[Records drawn from a dataset]
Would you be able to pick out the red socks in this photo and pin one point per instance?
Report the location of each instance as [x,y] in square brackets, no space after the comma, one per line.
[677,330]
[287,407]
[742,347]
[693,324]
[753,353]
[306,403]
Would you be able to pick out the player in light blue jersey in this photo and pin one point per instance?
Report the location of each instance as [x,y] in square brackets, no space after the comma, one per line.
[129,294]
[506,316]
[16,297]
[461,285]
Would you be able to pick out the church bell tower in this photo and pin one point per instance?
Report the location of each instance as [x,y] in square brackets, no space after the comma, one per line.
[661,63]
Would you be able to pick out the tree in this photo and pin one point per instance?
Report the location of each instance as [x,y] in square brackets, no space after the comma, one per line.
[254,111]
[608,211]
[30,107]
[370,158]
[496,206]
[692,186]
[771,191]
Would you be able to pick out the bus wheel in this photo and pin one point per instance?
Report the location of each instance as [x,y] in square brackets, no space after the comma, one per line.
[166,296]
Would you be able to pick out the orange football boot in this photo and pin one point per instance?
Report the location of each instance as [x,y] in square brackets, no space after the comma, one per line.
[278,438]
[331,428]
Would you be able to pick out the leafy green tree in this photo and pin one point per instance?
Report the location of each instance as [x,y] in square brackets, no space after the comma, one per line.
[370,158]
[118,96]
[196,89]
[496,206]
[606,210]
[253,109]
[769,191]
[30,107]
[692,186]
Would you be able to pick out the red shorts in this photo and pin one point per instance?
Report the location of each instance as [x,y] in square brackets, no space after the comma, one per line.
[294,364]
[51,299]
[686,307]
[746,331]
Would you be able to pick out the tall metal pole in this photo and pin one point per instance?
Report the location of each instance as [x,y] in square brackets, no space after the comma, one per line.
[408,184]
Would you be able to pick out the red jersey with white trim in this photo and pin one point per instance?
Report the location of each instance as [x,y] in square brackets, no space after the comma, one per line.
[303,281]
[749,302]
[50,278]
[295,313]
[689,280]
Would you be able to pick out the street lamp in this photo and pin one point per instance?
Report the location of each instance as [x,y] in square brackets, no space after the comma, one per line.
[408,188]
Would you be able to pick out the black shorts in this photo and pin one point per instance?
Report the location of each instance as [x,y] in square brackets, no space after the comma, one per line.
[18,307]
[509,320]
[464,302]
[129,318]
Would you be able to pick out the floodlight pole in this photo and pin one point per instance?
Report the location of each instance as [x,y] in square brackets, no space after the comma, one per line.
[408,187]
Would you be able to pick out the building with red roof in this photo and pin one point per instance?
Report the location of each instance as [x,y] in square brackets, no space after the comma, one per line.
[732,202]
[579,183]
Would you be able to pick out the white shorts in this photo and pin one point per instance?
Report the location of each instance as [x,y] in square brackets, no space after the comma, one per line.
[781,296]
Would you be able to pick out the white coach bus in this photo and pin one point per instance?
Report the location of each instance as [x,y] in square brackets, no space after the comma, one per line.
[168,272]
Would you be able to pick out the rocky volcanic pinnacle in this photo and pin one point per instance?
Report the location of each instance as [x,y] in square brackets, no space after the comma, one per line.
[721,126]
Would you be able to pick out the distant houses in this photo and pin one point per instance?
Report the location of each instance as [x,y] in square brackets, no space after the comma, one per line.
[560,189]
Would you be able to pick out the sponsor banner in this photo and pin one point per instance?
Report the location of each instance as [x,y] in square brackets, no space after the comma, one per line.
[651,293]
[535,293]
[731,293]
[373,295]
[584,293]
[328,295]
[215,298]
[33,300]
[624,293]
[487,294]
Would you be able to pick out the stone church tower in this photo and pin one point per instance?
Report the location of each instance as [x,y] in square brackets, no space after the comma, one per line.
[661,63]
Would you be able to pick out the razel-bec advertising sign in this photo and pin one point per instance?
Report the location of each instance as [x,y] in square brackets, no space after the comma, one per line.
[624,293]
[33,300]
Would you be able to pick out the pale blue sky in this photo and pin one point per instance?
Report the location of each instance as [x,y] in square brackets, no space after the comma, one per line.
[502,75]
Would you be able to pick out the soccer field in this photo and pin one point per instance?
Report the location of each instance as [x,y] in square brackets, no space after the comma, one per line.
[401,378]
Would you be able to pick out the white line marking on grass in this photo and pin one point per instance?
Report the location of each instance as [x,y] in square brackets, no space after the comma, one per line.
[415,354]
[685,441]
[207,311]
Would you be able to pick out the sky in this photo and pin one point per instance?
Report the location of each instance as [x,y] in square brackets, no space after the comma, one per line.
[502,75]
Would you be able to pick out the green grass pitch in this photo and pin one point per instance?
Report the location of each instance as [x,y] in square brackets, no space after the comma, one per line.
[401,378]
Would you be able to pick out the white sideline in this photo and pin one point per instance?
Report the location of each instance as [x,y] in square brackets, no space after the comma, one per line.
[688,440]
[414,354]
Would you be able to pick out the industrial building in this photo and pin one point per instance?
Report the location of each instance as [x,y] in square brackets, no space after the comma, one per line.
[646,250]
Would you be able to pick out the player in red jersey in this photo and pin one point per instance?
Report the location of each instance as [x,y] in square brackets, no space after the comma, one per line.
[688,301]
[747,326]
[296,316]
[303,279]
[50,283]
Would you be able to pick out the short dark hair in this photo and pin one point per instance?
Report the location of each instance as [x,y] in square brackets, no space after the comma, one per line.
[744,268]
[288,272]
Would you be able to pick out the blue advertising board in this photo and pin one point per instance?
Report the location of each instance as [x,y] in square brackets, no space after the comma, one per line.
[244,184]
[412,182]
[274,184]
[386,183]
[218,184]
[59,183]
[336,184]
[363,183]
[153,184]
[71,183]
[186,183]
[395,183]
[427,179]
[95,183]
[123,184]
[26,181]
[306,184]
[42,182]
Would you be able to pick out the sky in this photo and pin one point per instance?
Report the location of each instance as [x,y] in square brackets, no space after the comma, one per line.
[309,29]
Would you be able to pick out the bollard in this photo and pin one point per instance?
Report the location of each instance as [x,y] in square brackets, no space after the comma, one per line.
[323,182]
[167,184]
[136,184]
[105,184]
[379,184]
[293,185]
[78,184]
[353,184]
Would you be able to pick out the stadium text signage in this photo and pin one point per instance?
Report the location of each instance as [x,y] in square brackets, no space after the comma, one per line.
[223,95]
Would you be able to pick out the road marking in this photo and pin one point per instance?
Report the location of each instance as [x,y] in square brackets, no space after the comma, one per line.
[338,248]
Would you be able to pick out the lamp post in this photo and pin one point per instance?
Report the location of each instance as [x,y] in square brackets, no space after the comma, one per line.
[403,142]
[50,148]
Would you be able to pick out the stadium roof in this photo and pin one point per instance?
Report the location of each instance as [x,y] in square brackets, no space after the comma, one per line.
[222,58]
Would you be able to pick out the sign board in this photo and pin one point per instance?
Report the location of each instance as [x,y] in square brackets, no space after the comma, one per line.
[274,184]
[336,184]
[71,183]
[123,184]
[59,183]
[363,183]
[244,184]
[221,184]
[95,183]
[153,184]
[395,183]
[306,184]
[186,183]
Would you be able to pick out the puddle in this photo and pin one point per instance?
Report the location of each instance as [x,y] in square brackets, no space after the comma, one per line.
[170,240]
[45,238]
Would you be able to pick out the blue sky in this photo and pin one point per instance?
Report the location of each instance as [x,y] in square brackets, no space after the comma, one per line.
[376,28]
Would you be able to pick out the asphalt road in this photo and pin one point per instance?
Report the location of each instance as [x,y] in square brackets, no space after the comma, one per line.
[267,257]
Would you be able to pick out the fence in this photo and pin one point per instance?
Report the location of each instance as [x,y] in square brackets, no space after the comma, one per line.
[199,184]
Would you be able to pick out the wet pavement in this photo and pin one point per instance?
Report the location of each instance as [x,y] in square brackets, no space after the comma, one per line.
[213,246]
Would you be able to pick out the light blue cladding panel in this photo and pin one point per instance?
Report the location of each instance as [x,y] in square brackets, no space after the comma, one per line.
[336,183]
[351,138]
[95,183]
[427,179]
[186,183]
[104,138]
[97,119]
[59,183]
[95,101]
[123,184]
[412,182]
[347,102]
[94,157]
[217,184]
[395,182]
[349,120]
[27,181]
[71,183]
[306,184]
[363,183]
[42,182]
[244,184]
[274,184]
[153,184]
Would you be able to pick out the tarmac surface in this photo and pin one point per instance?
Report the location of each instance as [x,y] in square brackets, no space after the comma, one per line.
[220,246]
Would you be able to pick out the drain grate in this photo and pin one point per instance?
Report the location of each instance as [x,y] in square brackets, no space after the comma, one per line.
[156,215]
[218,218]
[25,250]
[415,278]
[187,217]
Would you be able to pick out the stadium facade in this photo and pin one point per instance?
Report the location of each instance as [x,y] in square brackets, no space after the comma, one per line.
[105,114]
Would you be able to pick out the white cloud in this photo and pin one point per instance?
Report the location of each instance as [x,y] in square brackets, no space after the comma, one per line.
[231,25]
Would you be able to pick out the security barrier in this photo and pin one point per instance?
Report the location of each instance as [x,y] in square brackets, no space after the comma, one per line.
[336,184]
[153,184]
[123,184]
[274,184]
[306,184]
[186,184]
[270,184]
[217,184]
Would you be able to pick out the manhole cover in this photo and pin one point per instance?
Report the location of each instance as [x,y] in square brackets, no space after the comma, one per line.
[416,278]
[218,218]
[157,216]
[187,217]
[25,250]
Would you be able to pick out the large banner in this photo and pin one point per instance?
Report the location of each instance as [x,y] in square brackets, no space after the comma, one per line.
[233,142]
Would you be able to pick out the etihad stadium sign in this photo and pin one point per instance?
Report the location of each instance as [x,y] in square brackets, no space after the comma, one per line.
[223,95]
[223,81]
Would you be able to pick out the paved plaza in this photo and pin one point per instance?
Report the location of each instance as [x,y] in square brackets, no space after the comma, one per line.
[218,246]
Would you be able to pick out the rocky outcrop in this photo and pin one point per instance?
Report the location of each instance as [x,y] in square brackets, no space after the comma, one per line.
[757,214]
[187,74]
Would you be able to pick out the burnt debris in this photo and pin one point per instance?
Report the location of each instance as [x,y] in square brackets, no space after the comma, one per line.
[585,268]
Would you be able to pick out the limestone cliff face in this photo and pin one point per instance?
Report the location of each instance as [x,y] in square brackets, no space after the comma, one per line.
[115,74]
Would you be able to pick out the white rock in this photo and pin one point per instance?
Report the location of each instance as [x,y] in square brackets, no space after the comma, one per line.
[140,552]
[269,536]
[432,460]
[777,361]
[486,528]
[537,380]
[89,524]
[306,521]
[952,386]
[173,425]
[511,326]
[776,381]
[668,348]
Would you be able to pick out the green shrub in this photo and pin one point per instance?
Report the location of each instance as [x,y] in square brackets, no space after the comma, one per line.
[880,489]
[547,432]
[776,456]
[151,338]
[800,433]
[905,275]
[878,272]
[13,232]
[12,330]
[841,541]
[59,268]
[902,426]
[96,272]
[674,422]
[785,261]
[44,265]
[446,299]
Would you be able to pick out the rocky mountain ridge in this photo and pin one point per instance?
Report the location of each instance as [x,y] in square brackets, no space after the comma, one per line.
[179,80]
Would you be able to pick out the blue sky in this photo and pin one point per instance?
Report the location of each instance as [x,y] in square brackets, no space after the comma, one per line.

▶ _Exercise goal_:
The required answer is the exact run of lines above starting at the line with "Would you be able to pick out the pale" and ending at the line with "Would you be able to pick out the soccer", with both ends present.

▶ _Written reply_:
Would you be able to pick out the pale blue sky in this photo and pin one point per instance?
Report the location of each instance as [x,y] in square brackets, no space after the comma, one per line.
[502,75]
Would you be able to pick out the soccer field in this photo and pin one point per instance?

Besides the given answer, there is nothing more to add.